▶ _Records supplied_:
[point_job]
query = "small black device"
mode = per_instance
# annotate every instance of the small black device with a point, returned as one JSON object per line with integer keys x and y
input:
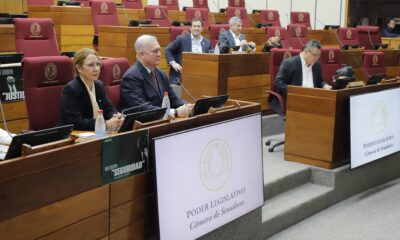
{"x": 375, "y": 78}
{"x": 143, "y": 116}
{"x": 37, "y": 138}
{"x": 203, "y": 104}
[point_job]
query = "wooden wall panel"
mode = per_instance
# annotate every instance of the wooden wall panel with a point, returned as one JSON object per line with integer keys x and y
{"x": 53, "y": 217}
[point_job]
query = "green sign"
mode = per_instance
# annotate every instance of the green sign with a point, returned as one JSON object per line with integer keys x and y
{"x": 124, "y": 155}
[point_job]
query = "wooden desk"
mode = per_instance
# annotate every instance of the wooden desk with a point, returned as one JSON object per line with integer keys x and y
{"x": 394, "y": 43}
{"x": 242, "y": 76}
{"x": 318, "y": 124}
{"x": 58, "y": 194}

...

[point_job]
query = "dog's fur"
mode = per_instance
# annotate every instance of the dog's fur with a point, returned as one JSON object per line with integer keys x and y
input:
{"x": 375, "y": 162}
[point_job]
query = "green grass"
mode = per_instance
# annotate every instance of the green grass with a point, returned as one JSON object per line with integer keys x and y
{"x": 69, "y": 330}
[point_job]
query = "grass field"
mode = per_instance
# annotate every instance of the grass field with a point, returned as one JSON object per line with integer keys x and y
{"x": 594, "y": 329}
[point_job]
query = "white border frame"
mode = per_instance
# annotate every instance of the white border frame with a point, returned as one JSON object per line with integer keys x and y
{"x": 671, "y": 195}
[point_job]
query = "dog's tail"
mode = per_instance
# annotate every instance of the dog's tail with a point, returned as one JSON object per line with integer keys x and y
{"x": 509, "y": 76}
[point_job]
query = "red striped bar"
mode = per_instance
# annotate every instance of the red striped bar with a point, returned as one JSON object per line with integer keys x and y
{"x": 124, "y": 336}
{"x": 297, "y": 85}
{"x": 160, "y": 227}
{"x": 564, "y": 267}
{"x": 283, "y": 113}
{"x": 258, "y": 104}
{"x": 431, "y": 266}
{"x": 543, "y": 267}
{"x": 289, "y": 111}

...

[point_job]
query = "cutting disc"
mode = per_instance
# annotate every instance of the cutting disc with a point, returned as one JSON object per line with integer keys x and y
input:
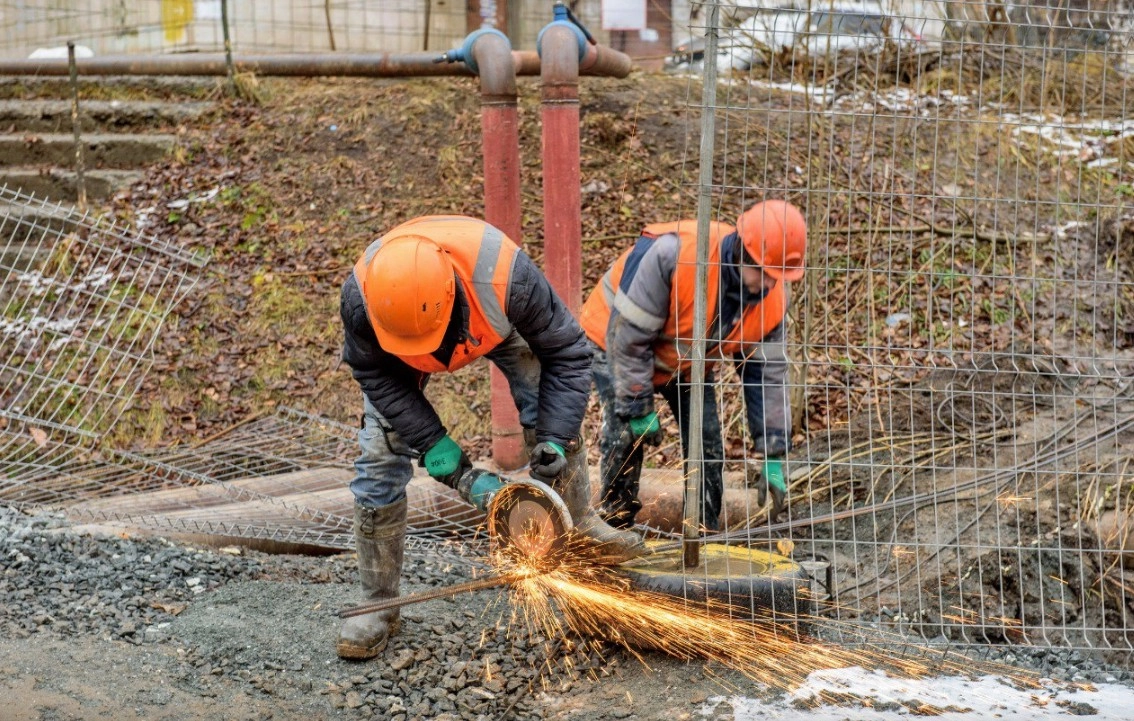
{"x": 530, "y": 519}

▶ _Required task_: How many of the lines above contain the string "grass", with case counting? Reply with the number alone.

▶ _Exercise response_: 4